START Supplied information
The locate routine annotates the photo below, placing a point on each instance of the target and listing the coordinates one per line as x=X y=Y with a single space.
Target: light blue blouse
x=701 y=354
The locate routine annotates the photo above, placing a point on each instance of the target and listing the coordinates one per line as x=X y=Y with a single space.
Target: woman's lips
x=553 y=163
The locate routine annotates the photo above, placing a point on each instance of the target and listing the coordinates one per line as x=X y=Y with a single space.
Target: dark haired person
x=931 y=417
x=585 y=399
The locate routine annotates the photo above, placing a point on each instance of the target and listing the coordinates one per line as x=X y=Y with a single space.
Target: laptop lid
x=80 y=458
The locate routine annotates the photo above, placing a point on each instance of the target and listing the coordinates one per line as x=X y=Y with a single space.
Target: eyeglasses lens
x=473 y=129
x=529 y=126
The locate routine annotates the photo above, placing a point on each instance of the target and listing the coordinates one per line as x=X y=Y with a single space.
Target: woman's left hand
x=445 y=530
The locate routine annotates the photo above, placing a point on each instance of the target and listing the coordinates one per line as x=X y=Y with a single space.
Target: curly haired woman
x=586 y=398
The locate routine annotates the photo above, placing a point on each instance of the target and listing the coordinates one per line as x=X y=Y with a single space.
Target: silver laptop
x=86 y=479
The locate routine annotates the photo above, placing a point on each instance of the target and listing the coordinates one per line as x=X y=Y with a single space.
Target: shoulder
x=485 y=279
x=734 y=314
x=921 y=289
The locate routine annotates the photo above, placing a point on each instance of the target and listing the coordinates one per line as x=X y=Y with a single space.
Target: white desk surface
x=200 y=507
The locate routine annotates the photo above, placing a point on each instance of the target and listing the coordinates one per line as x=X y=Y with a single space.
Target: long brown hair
END Supplied information
[What this task involves]: Print the records above exactly. Omit nothing.

[Written solution]:
The locate routine annotates the photo below, placing a point on each instance of the target and listing the coordinates one per line as x=X y=Y with a single space.
Target: light blue blouse
x=701 y=354
The locate routine annotates the photo above, placing a point on each instance of the target and listing the coordinates one per line as x=X y=Y with a single space.
Target: woman's lips
x=553 y=163
The locate routine annotates the photo above, placing a point on each instance of the target and listing the coordinates one per line as x=X y=Y with a single space.
Target: dark haired person
x=931 y=417
x=585 y=399
The locate routine annotates the photo above, placing a point on each instance of the target and listing the coordinates one per line as x=X y=Y with a single space.
Target: laptop lid
x=80 y=458
The locate routine annotates the photo above, placing a point on each instance of the target and listing the coordinates one per line as x=X y=Y with a single space.
Target: eyeglasses lens
x=473 y=129
x=529 y=126
The locate routine annotates the photo above, placing a point on each instance of the target and listing the coordinates one per line as x=X y=Y with a single space.
Target: woman's left hand
x=445 y=530
The locate routine annotates the photo above, placing a point on each instance of the target and listing the coordinates one per line as x=X y=Y with a single space.
Target: curly haired woman
x=586 y=398
The locate routine annotates the photo above, placing a point on each instance of the target and listing the coordinates one per line as x=X y=Y with a single space.
Target: silver laptop
x=86 y=479
The locate routine annotates the photo above, placing a point on each instance of the target and listing the coordinates one per line as x=X y=Y with a single space.
Target: shoulder
x=485 y=279
x=734 y=314
x=921 y=289
The locate routine annotates the photo above, placing a point on each instance of the target and listing the coordinates one per line as x=X y=Y with a single space.
Target: white desk surface
x=200 y=507
The locate routine annotates the photo above, placing a point on each instance of the target and listing the coordinates one per line as x=X y=Y with a single space.
Target: long brown hair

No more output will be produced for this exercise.